In the records below, copy out every line from the one containing "If you could pin the soil" through the end of the records, without changes.

### INFORMATION GIVEN

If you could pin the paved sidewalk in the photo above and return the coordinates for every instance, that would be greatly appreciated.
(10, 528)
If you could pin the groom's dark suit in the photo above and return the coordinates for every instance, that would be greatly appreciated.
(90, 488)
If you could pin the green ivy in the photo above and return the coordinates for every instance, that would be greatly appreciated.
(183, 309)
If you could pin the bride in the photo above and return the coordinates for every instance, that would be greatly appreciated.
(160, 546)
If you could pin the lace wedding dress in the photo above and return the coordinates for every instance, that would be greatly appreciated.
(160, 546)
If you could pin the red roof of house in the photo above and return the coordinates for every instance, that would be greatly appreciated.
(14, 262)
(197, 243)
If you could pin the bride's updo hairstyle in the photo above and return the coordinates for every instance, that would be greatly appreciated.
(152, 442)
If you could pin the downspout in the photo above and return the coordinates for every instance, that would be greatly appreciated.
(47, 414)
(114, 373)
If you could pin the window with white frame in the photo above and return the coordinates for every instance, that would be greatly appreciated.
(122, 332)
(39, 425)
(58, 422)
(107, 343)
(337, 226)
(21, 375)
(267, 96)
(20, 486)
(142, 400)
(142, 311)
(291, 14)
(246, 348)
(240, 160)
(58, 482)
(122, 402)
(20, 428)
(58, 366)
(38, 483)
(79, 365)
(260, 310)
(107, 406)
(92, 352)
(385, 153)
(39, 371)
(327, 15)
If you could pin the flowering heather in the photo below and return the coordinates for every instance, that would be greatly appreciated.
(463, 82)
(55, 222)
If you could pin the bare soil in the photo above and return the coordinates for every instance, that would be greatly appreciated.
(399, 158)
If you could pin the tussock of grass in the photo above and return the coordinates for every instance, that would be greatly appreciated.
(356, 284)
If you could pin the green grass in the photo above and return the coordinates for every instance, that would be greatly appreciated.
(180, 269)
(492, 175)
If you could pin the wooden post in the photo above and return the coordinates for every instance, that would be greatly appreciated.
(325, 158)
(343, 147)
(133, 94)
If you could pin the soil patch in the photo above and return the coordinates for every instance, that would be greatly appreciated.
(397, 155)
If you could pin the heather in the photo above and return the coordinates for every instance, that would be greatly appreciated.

######

◆ EXERCISE ANSWER ◆
If you could pin the soil patch in the photo above and return the coordinates for every instance, that would be greatly appreciated.
(397, 155)
If you could pin the heather in the photo above and return the coordinates for every instance, that would be greatly appreciated.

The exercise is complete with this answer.